**THE REQUEST**:
Please rewrite the lines below as a numbered list, omitting blank lines and leaving out the pictures.

**AVAILABLE DATA**:
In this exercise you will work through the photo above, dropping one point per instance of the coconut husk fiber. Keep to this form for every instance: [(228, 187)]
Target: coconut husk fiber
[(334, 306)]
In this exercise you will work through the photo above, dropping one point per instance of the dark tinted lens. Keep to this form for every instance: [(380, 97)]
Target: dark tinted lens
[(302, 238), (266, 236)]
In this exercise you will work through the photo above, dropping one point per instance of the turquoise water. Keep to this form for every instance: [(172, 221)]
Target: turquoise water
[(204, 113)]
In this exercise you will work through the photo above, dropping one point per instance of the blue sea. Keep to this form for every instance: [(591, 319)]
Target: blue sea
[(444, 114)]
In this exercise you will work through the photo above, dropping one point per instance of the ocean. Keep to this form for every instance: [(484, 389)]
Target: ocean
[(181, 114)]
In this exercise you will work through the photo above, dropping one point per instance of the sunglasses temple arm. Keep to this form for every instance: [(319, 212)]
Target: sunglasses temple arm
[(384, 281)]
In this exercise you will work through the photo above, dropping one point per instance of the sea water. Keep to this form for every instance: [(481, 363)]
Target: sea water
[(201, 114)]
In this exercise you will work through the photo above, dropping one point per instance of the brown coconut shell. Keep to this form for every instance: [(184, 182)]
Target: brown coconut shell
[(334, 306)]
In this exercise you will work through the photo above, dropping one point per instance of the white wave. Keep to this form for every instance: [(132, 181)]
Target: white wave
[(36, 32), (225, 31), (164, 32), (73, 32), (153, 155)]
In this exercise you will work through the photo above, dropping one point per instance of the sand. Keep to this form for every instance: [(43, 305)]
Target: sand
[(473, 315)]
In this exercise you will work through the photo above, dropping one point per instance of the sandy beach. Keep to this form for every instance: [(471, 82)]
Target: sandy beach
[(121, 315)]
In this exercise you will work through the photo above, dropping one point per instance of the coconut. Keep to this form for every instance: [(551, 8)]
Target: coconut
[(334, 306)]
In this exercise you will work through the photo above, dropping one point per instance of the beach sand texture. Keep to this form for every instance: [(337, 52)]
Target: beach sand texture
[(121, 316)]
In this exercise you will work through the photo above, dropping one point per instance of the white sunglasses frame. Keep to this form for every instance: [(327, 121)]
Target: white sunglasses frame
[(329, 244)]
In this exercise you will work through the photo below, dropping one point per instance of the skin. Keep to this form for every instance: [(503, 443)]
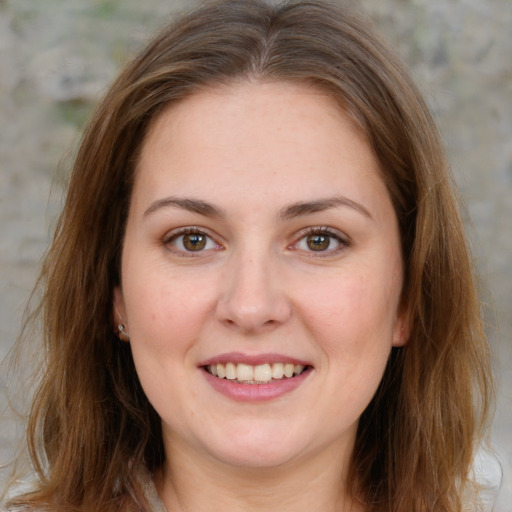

**WRITTEN SOLUTION**:
1. In this exercise you will work through the photo above, dropping one point per instance of the coconut husk fiber. Keep to this form for every instance: [(228, 187)]
2. Target: coconut husk fiber
3. [(334, 306)]
4. In this exercise you will work through the photo above, dropping one point per instance of the dark tinted lens. Keep to this form for every instance: [(380, 97)]
5. Target: dark tinted lens
6. [(302, 238), (266, 236)]
7. In this exercise you will work through the photo above, dropping one point per instance of the turquoise water. Keep to this form for every instance: [(172, 221)]
8. Target: turquoise water
9. [(204, 113)]
10. In this exercise you will work through the photo above, dropping one point per instance of the blue sea. Keep to this form for every instance: [(591, 319)]
11. Target: blue sea
12. [(444, 114)]
13. In this exercise you will work through the photo above, dropping one point per instance of the ocean. Keep to this form for every instance: [(484, 389)]
14. Target: ocean
15. [(181, 114)]
16. In this exercise you will work through the photo above, dropping one point per instance of the sunglasses temple arm. Keep to this form for every instance: [(319, 212)]
17. Target: sunglasses temple arm
18. [(384, 281)]
19. In this exercise you will work through the photo above, dropping one point per instance of the sea water. Keep to this form for every instance: [(481, 363)]
20. Target: sea water
21. [(201, 114)]
22. In this exercise you will work through the photo above, dropping one point per instance of the brown coconut shell. Keep to this form for every instance: [(184, 182)]
23. Target: brown coconut shell
24. [(334, 306)]
25. In this exercise you will work through the photo above, dropping one point per instance of the white wave. Keep to this form for every instance: [(132, 181)]
26. Target: white wave
27. [(36, 32), (225, 31), (164, 32), (73, 32), (153, 155)]
28. In this exercise you will work through the photo above, dropping one point per instance of the sand. Keep to this form for every instance: [(43, 305)]
29. Target: sand
30. [(473, 315)]
31. In this exercise you will work through the photo above, dropping one point per instance of the sandy beach. Keep to this form for every instance: [(471, 82)]
32. Target: sandy beach
33. [(121, 315)]
34. In this exercise you will work through the photo above, dropping one point per instance of the coconut. Keep to this form for every instance: [(551, 8)]
35. Target: coconut
36. [(334, 306)]
37. In this exercise you will work through the photo above, dropping one point per instance of the beach sand texture. Keep to this form for every instance: [(337, 52)]
38. Target: beach sand texture
39. [(121, 316)]
40. In this exercise you will work through the photo above, dropping one point per instance of the white sunglasses frame. Keep to this form for every instance: [(327, 121)]
41. Target: white sunglasses frame
42. [(329, 244)]
43. In this exercise you will work through the photo below, dropping one point per instance of the skin. Keep to this form for every instance: [(503, 443)]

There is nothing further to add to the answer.